[Entries supplied]

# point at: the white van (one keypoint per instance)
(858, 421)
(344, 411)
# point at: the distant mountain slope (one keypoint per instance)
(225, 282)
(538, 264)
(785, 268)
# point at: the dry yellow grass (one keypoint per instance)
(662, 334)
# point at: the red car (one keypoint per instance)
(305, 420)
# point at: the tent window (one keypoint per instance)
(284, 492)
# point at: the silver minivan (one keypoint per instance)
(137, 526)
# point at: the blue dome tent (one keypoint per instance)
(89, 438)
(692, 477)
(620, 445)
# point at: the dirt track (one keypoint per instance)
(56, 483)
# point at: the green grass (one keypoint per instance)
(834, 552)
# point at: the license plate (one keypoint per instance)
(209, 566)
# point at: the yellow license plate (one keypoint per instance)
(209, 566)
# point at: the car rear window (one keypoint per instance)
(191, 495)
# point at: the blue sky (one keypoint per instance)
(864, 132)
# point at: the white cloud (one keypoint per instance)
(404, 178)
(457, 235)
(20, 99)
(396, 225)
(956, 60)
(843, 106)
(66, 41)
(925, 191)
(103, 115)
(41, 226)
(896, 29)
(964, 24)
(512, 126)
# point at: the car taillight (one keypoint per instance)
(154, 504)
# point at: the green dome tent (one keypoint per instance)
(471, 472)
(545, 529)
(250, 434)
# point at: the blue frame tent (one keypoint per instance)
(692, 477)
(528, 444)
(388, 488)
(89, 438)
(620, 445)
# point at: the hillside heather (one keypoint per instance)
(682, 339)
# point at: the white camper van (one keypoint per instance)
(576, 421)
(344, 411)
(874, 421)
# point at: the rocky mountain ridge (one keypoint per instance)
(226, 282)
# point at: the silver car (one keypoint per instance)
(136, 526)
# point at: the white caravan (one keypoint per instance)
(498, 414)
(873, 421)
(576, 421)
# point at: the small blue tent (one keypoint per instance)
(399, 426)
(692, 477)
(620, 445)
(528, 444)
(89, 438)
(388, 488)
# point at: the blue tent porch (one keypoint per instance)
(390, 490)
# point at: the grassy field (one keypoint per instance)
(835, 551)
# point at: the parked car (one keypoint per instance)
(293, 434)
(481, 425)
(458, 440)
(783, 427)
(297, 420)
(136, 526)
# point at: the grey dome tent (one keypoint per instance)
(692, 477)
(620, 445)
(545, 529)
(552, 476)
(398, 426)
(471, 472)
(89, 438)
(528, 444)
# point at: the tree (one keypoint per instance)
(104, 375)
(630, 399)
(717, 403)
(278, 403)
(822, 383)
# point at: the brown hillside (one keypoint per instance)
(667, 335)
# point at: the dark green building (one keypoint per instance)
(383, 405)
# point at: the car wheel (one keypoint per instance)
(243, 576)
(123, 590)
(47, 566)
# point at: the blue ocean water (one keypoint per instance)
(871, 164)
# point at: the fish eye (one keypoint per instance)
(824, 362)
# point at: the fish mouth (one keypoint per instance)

[/Entries supplied]

Directions
Copy every entry above word for word.

Finished task
# point at: the white van (one keypoint per instance)
(858, 421)
(344, 411)
# point at: the distant mountain slope (one keypoint per instance)
(225, 282)
(538, 264)
(785, 268)
# point at: the dry yellow grass (one keypoint per instance)
(662, 334)
# point at: the red car (one keypoint per instance)
(305, 420)
# point at: the tent window (one keypoint per instance)
(284, 492)
# point at: the silver minivan (one keypoint per instance)
(137, 526)
# point at: the blue dome tent (one keypoint per instance)
(89, 438)
(692, 477)
(620, 445)
# point at: the dirt track (one keypoint per instance)
(56, 483)
# point at: the green grass (one keypoint per instance)
(834, 552)
# point at: the license plate (one keypoint per instance)
(209, 566)
# point at: the yellow license plate (one keypoint per instance)
(209, 566)
# point at: the car rear window (one keypoint per instance)
(191, 495)
# point at: the blue sky (one keypoint per instance)
(864, 132)
# point at: the white cloud (one keypoint per instance)
(404, 178)
(457, 235)
(20, 99)
(396, 225)
(956, 60)
(843, 106)
(66, 41)
(925, 191)
(103, 115)
(41, 226)
(896, 29)
(964, 24)
(512, 126)
# point at: the car taillight (one keypoint per instance)
(154, 504)
# point at: the green dome tent (one keypoint per instance)
(471, 472)
(545, 529)
(250, 434)
# point at: the blue frame tent (one keypoint per instance)
(692, 477)
(528, 444)
(388, 488)
(89, 438)
(620, 445)
# point at: the hillside heather (one keypoint per instance)
(682, 339)
# point at: the white camper van (one keypoint per instance)
(576, 421)
(344, 411)
(874, 421)
# point at: the rocky mountain ridge (one keypoint per instance)
(226, 282)
# point at: the silver car (one keypoint per instance)
(136, 526)
# point at: the white caravan (one keypoint per instance)
(498, 414)
(873, 421)
(576, 421)
# point at: the small blue tent (one keypoint per instance)
(399, 426)
(692, 477)
(620, 445)
(528, 444)
(89, 438)
(388, 488)
# point at: the blue tent porch (one keypoint per instance)
(390, 490)
# point at: the grassy field (one keypoint per instance)
(835, 551)
# point at: the parked car (one keypoint per instance)
(293, 434)
(481, 425)
(458, 440)
(783, 427)
(297, 420)
(136, 526)
# point at: the grey dome tent (one keypoint per instance)
(692, 477)
(620, 445)
(545, 529)
(552, 476)
(398, 426)
(471, 472)
(89, 438)
(528, 444)
# point at: the tree (one keypoint per instance)
(104, 375)
(630, 399)
(717, 403)
(278, 403)
(822, 383)
# point at: the brown hillside (one keypoint per instance)
(667, 335)
# point at: the dark green building (one keypoint per instance)
(383, 405)
# point at: the car wheel (one keypoint per instance)
(243, 576)
(123, 590)
(47, 566)
# point at: the blue ocean water (one keypoint per instance)
(871, 164)
# point at: the fish eye (one keypoint per instance)
(824, 362)
# point at: the fish mouth (one keypoint per instance)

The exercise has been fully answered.